| YOUR INSTRUCTIONS |
Leave the pictures behind and reproduce every line of the listing exactly.

| EXTRACTED DATA |
==============================
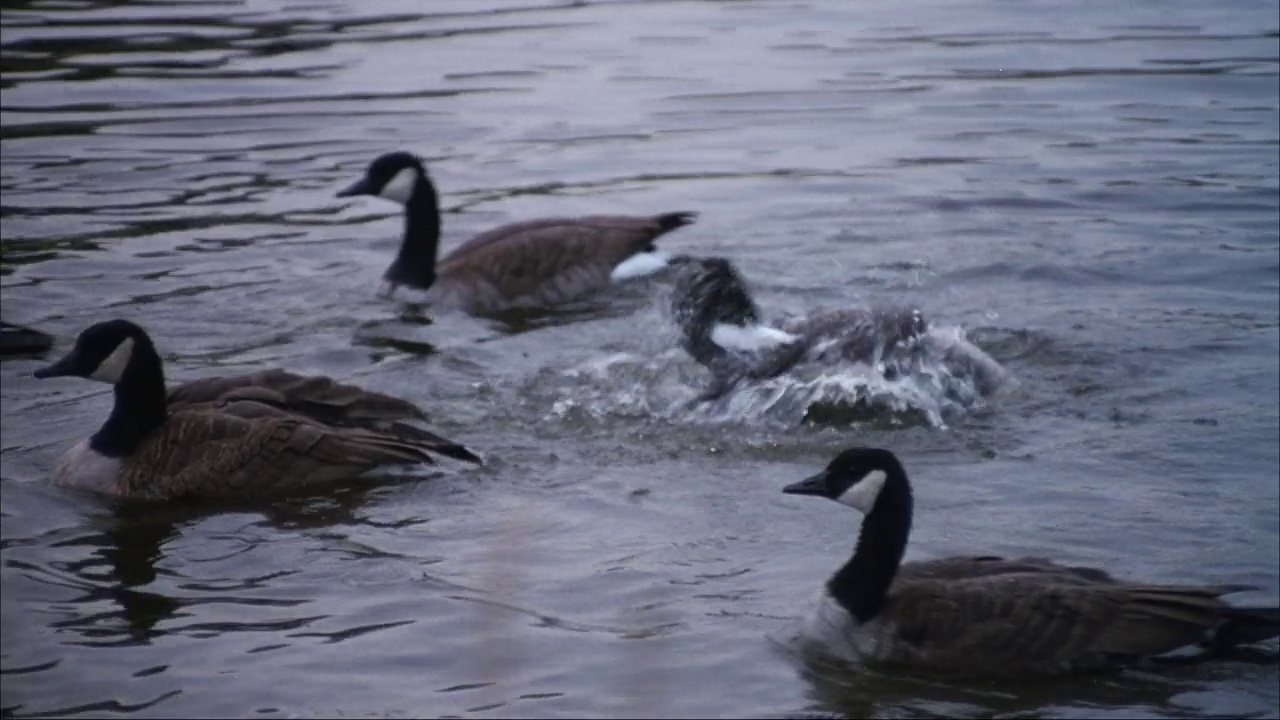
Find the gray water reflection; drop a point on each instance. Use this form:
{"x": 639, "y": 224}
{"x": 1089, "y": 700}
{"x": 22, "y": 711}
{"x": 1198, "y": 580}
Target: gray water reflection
{"x": 1091, "y": 191}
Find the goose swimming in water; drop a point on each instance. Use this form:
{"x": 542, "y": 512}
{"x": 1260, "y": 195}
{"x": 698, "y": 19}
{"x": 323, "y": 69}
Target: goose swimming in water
{"x": 722, "y": 328}
{"x": 986, "y": 615}
{"x": 228, "y": 437}
{"x": 528, "y": 264}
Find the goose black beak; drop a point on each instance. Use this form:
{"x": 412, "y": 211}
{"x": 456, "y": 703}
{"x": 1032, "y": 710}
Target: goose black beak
{"x": 60, "y": 369}
{"x": 360, "y": 187}
{"x": 816, "y": 484}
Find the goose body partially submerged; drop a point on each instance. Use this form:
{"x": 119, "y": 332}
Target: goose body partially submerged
{"x": 535, "y": 263}
{"x": 986, "y": 615}
{"x": 227, "y": 437}
{"x": 725, "y": 331}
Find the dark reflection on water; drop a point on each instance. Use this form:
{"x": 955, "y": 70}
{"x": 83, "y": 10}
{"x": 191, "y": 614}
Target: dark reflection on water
{"x": 1091, "y": 192}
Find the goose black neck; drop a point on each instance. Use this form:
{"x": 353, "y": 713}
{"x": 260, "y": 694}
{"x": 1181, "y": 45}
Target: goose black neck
{"x": 415, "y": 264}
{"x": 862, "y": 584}
{"x": 140, "y": 405}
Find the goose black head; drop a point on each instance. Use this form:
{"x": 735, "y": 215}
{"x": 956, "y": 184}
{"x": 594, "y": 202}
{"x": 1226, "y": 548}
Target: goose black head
{"x": 103, "y": 352}
{"x": 854, "y": 478}
{"x": 393, "y": 176}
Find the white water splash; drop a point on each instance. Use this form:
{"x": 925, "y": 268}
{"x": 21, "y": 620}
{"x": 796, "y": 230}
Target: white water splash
{"x": 950, "y": 378}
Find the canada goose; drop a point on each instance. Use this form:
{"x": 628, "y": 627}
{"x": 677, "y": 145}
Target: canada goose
{"x": 995, "y": 616}
{"x": 721, "y": 328}
{"x": 528, "y": 264}
{"x": 222, "y": 445}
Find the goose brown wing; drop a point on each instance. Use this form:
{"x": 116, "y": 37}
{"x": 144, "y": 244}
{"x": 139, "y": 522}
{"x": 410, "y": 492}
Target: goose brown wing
{"x": 965, "y": 568}
{"x": 218, "y": 455}
{"x": 1022, "y": 624}
{"x": 316, "y": 396}
{"x": 634, "y": 232}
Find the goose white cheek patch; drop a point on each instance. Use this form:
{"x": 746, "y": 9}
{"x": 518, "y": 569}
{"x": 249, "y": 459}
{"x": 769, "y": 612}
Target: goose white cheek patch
{"x": 749, "y": 338}
{"x": 862, "y": 496}
{"x": 639, "y": 265}
{"x": 112, "y": 369}
{"x": 401, "y": 187}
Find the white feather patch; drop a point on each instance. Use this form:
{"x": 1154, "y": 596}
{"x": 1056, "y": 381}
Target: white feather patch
{"x": 400, "y": 188}
{"x": 749, "y": 338}
{"x": 112, "y": 369}
{"x": 862, "y": 495}
{"x": 639, "y": 265}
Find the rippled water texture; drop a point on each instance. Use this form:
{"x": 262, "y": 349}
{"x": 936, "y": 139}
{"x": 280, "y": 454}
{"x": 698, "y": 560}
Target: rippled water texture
{"x": 1087, "y": 190}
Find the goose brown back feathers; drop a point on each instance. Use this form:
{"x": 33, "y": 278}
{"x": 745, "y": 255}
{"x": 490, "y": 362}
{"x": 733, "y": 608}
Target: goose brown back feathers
{"x": 216, "y": 455}
{"x": 986, "y": 615}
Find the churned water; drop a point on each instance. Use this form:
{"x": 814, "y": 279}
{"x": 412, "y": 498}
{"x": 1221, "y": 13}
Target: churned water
{"x": 1087, "y": 191}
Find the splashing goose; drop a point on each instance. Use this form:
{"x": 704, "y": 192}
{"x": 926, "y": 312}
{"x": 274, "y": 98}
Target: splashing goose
{"x": 224, "y": 446}
{"x": 528, "y": 264}
{"x": 995, "y": 616}
{"x": 721, "y": 327}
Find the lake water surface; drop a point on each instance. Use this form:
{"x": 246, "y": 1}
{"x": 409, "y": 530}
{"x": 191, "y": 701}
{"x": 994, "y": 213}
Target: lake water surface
{"x": 1089, "y": 190}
==============================
| RESPONSE TO THE EXERCISE |
Find the gray water reflection; drop a point on each instance. Use this form:
{"x": 639, "y": 224}
{"x": 1089, "y": 700}
{"x": 22, "y": 711}
{"x": 1198, "y": 580}
Target: gray water reflection
{"x": 1091, "y": 191}
Find the goose swimming in water; drop a point on each instance. Use this form:
{"x": 542, "y": 512}
{"x": 1260, "y": 195}
{"x": 698, "y": 19}
{"x": 323, "y": 69}
Target: goose swimming in water
{"x": 722, "y": 328}
{"x": 986, "y": 615}
{"x": 228, "y": 437}
{"x": 528, "y": 264}
Find the goose black beak; drop a point on each instance. Use this form:
{"x": 412, "y": 211}
{"x": 456, "y": 703}
{"x": 1032, "y": 710}
Target: goose black beak
{"x": 60, "y": 369}
{"x": 360, "y": 187}
{"x": 816, "y": 484}
Find the goose body partially submerged; drop a point on each instance. Use this form:
{"x": 119, "y": 332}
Target: goose body partially submerged
{"x": 535, "y": 263}
{"x": 986, "y": 615}
{"x": 227, "y": 437}
{"x": 725, "y": 331}
Find the dark reflection on water; drop a point on each instance. Use this form:
{"x": 955, "y": 70}
{"x": 83, "y": 10}
{"x": 191, "y": 614}
Target: dark reflection on water
{"x": 1091, "y": 192}
Find the goose black neck; drop a point on each instance. Use this form:
{"x": 353, "y": 713}
{"x": 260, "y": 694}
{"x": 1181, "y": 45}
Target: goose black neck
{"x": 415, "y": 264}
{"x": 862, "y": 584}
{"x": 140, "y": 405}
Find the goose black head; drop a point on each instance. Use this form:
{"x": 735, "y": 215}
{"x": 956, "y": 184}
{"x": 594, "y": 202}
{"x": 1226, "y": 548}
Target: goose black head
{"x": 103, "y": 352}
{"x": 854, "y": 478}
{"x": 393, "y": 176}
Find the white water splash; drop a point on each instance. Use this form:
{"x": 925, "y": 268}
{"x": 21, "y": 620}
{"x": 796, "y": 230}
Target: white water splash
{"x": 950, "y": 378}
Find the canada goose; drop a point on each instance. Use this form:
{"x": 628, "y": 627}
{"x": 677, "y": 145}
Target: canada goose
{"x": 995, "y": 616}
{"x": 721, "y": 328}
{"x": 528, "y": 264}
{"x": 222, "y": 445}
Find the goose brown wing; drop a point on each instance. Use this form:
{"x": 116, "y": 37}
{"x": 144, "y": 244}
{"x": 139, "y": 522}
{"x": 410, "y": 492}
Target: goose brown wing
{"x": 965, "y": 568}
{"x": 218, "y": 455}
{"x": 1022, "y": 624}
{"x": 316, "y": 396}
{"x": 634, "y": 232}
Find the goose white cheek patch; drop a point on each instance. Use this form:
{"x": 746, "y": 9}
{"x": 518, "y": 569}
{"x": 249, "y": 459}
{"x": 769, "y": 612}
Target: goose white cheek patch
{"x": 749, "y": 338}
{"x": 862, "y": 496}
{"x": 639, "y": 265}
{"x": 112, "y": 369}
{"x": 401, "y": 187}
Find the white feather patch; drop a point on each instance. Use this form:
{"x": 1154, "y": 596}
{"x": 1056, "y": 381}
Target: white feather patch
{"x": 400, "y": 188}
{"x": 749, "y": 338}
{"x": 112, "y": 369}
{"x": 862, "y": 495}
{"x": 639, "y": 265}
Find the rippled water texture; drop a point on each instance. Use this form:
{"x": 262, "y": 349}
{"x": 936, "y": 139}
{"x": 280, "y": 454}
{"x": 698, "y": 560}
Target: rippled water texture
{"x": 1087, "y": 190}
Find the goose brown back feathers; drop a point on each instance. Use this form:
{"x": 33, "y": 278}
{"x": 745, "y": 255}
{"x": 490, "y": 362}
{"x": 733, "y": 608}
Target: goose brown back feathers
{"x": 216, "y": 455}
{"x": 986, "y": 615}
Find the churned water; drop a point on each instance. Use this form:
{"x": 814, "y": 279}
{"x": 412, "y": 498}
{"x": 1221, "y": 13}
Target: churned water
{"x": 1087, "y": 191}
Find the splashing goose; drop a point on each instance. Use this form:
{"x": 704, "y": 192}
{"x": 926, "y": 312}
{"x": 274, "y": 98}
Target: splashing goose
{"x": 224, "y": 446}
{"x": 528, "y": 264}
{"x": 995, "y": 616}
{"x": 721, "y": 327}
Find the lake water surface; drop a point on each instance. Use this form:
{"x": 246, "y": 1}
{"x": 409, "y": 530}
{"x": 191, "y": 701}
{"x": 994, "y": 213}
Target: lake water surface
{"x": 1089, "y": 190}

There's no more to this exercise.